**WORK TO BE COMPLETED**
Nothing in the data may be omitted; output it all verbatim.

**DATASET EXCERPTS**
※

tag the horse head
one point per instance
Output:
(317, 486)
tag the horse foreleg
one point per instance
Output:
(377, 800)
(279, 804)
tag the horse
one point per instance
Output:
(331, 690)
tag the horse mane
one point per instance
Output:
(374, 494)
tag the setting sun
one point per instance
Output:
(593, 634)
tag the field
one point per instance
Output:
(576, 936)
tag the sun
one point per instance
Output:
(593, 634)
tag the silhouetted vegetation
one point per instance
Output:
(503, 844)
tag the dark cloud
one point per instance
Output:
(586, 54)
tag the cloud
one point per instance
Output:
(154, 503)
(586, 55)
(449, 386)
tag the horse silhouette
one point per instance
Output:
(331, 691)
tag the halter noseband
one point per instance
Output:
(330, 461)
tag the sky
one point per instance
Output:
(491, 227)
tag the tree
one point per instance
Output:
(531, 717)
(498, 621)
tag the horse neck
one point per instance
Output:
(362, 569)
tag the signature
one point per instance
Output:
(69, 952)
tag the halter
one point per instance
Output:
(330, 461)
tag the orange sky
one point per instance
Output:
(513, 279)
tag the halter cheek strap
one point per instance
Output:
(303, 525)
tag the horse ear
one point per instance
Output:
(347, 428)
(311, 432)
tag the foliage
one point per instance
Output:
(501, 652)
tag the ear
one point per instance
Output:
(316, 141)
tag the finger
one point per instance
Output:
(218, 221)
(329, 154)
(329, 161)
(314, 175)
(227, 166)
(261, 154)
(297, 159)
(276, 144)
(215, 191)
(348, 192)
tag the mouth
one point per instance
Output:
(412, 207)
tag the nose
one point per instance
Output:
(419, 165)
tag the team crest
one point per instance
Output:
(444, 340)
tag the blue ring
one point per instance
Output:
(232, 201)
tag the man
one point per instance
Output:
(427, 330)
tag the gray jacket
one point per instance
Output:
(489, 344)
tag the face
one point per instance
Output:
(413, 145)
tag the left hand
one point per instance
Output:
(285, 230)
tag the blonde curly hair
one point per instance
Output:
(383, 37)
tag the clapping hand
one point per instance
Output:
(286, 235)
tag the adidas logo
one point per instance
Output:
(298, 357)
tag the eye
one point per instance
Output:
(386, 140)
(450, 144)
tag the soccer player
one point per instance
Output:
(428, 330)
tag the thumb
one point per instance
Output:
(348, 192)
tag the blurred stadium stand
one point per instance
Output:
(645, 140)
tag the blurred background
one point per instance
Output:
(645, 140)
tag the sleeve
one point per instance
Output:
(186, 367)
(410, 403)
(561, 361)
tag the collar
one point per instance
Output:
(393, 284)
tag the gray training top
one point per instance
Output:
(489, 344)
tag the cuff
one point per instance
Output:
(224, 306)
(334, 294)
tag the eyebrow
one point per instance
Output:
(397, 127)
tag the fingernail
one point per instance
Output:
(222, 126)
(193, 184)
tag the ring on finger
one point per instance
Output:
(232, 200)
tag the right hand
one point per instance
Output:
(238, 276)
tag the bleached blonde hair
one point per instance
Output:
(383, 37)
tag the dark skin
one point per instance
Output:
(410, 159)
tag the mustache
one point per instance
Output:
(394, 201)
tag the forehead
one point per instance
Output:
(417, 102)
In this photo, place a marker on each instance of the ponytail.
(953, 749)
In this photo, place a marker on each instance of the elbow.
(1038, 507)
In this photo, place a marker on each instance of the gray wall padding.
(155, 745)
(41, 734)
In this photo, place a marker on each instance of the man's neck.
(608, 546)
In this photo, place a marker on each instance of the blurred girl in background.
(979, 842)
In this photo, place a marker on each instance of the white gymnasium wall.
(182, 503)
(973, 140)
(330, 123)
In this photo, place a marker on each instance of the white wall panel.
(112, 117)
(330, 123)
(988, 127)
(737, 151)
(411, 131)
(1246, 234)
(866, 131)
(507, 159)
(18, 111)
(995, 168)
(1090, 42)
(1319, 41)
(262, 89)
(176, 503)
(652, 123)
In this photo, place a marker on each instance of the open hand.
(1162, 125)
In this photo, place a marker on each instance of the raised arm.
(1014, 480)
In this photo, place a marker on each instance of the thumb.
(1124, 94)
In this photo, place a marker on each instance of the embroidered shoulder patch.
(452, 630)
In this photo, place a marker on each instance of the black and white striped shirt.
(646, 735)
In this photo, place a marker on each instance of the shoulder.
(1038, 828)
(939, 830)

※

**TASK RESULT**
tag the horse head
one point per instance
Output:
(317, 486)
tag the horse foreleg
one point per instance
Output:
(377, 800)
(279, 804)
tag the horse
one point per instance
Output:
(331, 690)
tag the horse mane
one point per instance
Output:
(374, 494)
tag the setting sun
one point per instance
Output:
(593, 634)
tag the field
one point per instance
Output:
(576, 936)
tag the sun
one point per instance
Output:
(593, 634)
tag the silhouetted vegetation
one point per instance
Output:
(503, 844)
tag the dark cloud
one point per instance
Output:
(586, 54)
tag the cloud
one point per instance
Output:
(154, 503)
(586, 55)
(449, 386)
tag the horse silhouette
one point per instance
Output:
(331, 691)
tag the halter noseband
one point per instance
Output:
(330, 461)
tag the sky
one point per instance
Output:
(491, 227)
tag the tree
one point per instance
Output:
(531, 717)
(498, 621)
tag the horse neck
one point per instance
Output:
(362, 569)
tag the signature
one point per instance
Output:
(69, 952)
tag the halter
one point per instance
Output:
(330, 461)
tag the orange sky
one point per instance
Output:
(513, 279)
tag the halter cheek strap
one point per instance
Output:
(303, 525)
tag the horse ear
one point per instance
Output:
(347, 428)
(311, 432)
tag the foliage
one point per instance
Output:
(501, 652)
tag the ear
one point per instance
Output:
(316, 141)
tag the finger
one point per instance
Output:
(218, 221)
(329, 154)
(329, 161)
(314, 175)
(227, 166)
(261, 154)
(297, 159)
(276, 144)
(215, 191)
(348, 192)
tag the mouth
one point per instance
Output:
(412, 207)
tag the nose
one point per instance
Output:
(419, 165)
tag the team crest
one point per instance
Output:
(444, 340)
tag the blue ring
one point per instance
Output:
(232, 201)
tag the man
one point per instance
Output:
(427, 330)
tag the gray jacket
one point per instance
Output:
(489, 344)
tag the face
one point per instance
Output:
(413, 145)
tag the left hand
one point per instance
Output:
(285, 230)
tag the blonde curly hair
one point per instance
Output:
(383, 37)
tag the clapping hand
one point per instance
Output:
(286, 235)
tag the adidas logo
one point per instance
Output:
(298, 357)
tag the eye
one point per instance
Output:
(386, 140)
(450, 144)
tag the soccer player
one point per instance
Output:
(428, 330)
tag the thumb
one point per instance
Output:
(348, 192)
tag the blurred stadium stand
one point per instance
Output:
(645, 140)
tag the blurred background
one point per instance
Output:
(645, 140)
tag the sleeve
one point per instance
Output:
(186, 367)
(410, 403)
(561, 361)
tag the collar
one point per instance
Output:
(393, 284)
tag the gray training top
one point per instance
Output:
(489, 344)
tag the cuff
one point per instance
Output:
(224, 306)
(334, 294)
tag the eyebrow
one point per instance
Output:
(397, 127)
tag the fingernail
one point per instance
Output:
(222, 126)
(193, 184)
tag the ring on finger
one point per instance
Output:
(232, 200)
tag the right hand
one point per instance
Output:
(238, 276)
tag the bleached blonde hair
one point per instance
Output:
(383, 37)
tag the dark skin
one point per instance
Output:
(410, 159)
tag the mustache
one point per instance
Output:
(394, 201)
tag the forehead
one point per instance
Output:
(417, 102)
In this photo, place a marker on each instance of the ponytail.
(953, 749)
In this photo, place a marker on each instance of the elbow.
(1038, 507)
In this photo, place a marker on each instance of the gray wall padding.
(155, 745)
(41, 734)
In this photo, place a marker on each instance of the man's neck.
(608, 546)
In this photo, place a marker on each instance of the blurred girl in background.
(979, 842)
In this photo, place a marker on each instance of the white gymnasium wall.
(182, 503)
(973, 140)
(330, 123)
In this photo, place a marker on each instance of the white wall panel.
(112, 117)
(330, 123)
(988, 127)
(737, 151)
(411, 131)
(1246, 234)
(866, 131)
(507, 159)
(18, 111)
(995, 168)
(1090, 42)
(1319, 41)
(262, 89)
(176, 503)
(652, 123)
In this photo, place a marker on each instance of the open hand.
(1162, 125)
In this photo, place a marker on each instance of the raised arm.
(1014, 480)
In this photo, place a marker on each instance of the thumb.
(1124, 94)
In this photo, place a marker on each instance of the embroidered shoulder patch.
(452, 630)
In this photo, place a marker on each instance of the black and white striped shirt.
(646, 735)
In this photo, place a marker on each instance of the shoulder.
(1038, 828)
(939, 830)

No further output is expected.